● AIM OF THE EXERCISE
Copy the items from the line containing "Each instance of the wooden peg" (that line included) through the end, requests and all, multiplying each answer coordinate by 0.4 and rounding to whole numbers with halves going up. Keep the numbers in the requests and their sample points unchanged, and return only these lines.

● RAW RECORDS
§ §
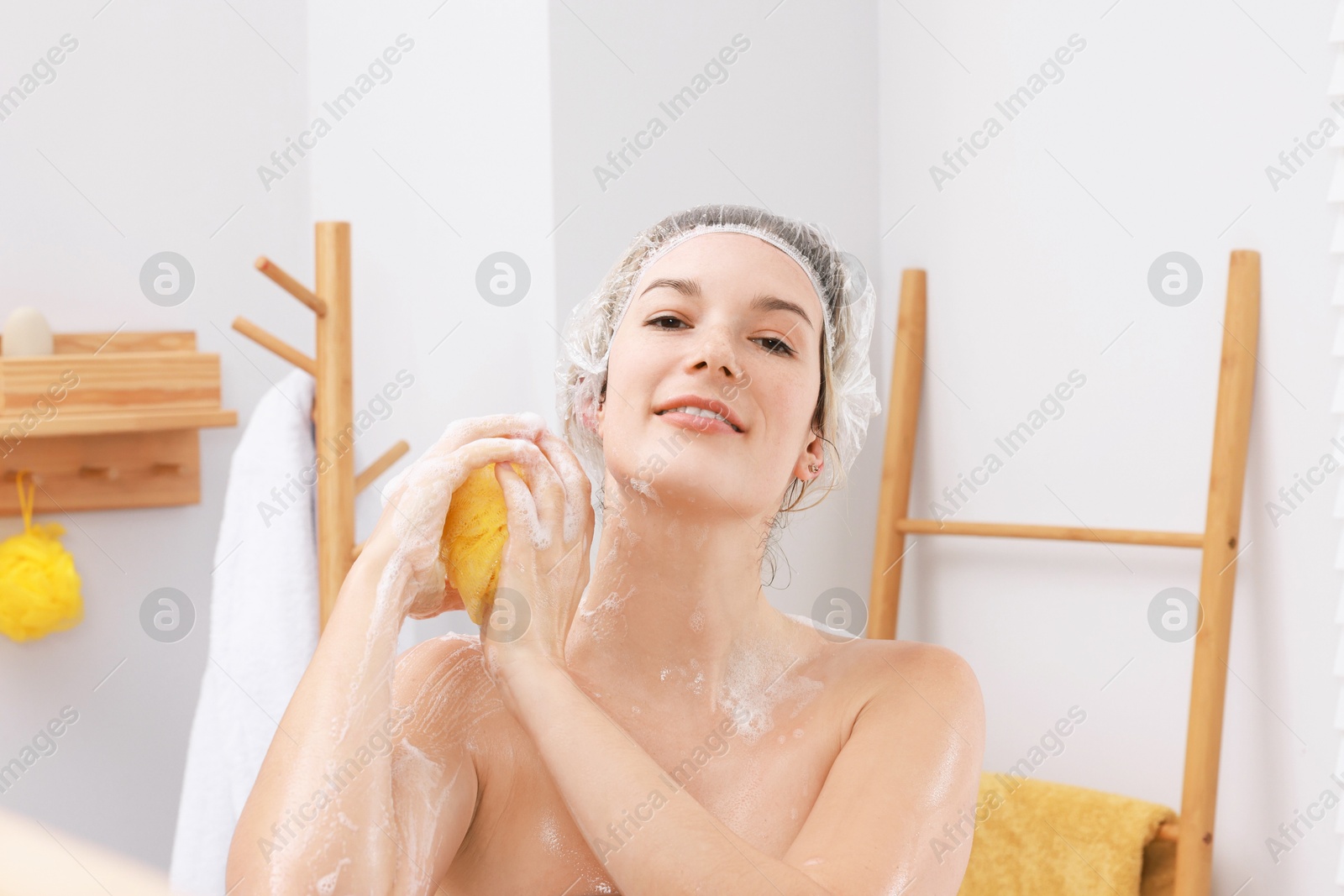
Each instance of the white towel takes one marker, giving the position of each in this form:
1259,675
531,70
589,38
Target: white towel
262,627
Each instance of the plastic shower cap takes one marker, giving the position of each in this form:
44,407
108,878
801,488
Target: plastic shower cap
842,284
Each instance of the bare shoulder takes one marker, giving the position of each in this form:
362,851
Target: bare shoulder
905,678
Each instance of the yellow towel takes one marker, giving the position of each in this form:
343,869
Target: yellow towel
1039,839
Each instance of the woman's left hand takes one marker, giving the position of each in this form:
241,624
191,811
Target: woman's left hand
546,558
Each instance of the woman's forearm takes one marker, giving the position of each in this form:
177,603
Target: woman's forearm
324,788
652,836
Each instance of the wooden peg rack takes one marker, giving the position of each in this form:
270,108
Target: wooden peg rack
333,402
108,421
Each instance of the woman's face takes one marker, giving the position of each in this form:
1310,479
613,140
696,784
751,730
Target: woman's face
727,322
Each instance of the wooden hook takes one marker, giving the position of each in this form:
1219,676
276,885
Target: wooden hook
291,285
275,344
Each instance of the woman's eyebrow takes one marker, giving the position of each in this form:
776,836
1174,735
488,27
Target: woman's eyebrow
774,304
763,302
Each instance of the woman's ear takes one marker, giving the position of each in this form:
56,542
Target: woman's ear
811,457
591,417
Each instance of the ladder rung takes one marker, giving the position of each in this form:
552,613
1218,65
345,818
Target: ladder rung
1059,532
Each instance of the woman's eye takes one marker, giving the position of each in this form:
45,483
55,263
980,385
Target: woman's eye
774,345
769,343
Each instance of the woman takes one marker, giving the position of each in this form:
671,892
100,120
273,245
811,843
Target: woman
656,727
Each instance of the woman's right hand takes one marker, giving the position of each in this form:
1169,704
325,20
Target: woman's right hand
417,500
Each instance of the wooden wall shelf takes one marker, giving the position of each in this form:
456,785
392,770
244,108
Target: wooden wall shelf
108,421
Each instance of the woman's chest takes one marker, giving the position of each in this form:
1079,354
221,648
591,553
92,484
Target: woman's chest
759,781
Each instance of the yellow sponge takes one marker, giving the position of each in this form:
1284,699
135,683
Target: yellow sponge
472,546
§ §
● RESPONSE TO THE EXERCISE
Each instance of the wooden peg rack takes one marker, giving the position of each in this form:
270,108
Target: wooden peg rack
133,161
43,168
Each instance of the woman's face takes one marker, giving the position of each in this form:
1310,479
613,140
696,784
751,730
Target: woman's face
291,129
Each instance of the wooden hook takes one marker, giving the position of each in this form:
1219,676
276,885
Target: wooden hook
116,114
110,138
Each instance of the woman's eyebrow takes one marker, giving the position of each in this form:
776,836
1174,735
488,27
Target: woman's eyebrow
310,122
305,121
Each instance of the woman's ear takes one marker, giving the position of each in this form:
56,542
Target: woman's ear
324,183
236,167
Each instance of the ladder rung takes one marker, giving the position of each in this form:
552,613
1218,65
345,818
Target: ladder rung
424,213
Each instance of the woman's eye takes one marker, giving the position of each in this form:
45,483
55,263
980,385
Target: woman's eye
310,138
308,137
Each instance of the woman takes one marker, giving the position of each in this form:
671,892
100,120
273,245
811,843
Target: woman
262,291
Each instance of the woman's right hand takes one marker, giving the position of each in this form:
1169,704
325,20
Target: woman's right hand
167,200
Each instance of the wooden wall shelf takes one marker, giving the position of each in this form:
456,785
392,770
244,108
Target: wooden wall shelf
43,168
Each instance of the woman's chest takes one marker, giving the position of each in this form:
1079,354
221,648
591,553
92,484
Target: woman's chest
304,312
Each instance of the yellow sponge takes one marker, giving the position of each in this form:
1284,699
135,683
Target: yellow sponge
189,218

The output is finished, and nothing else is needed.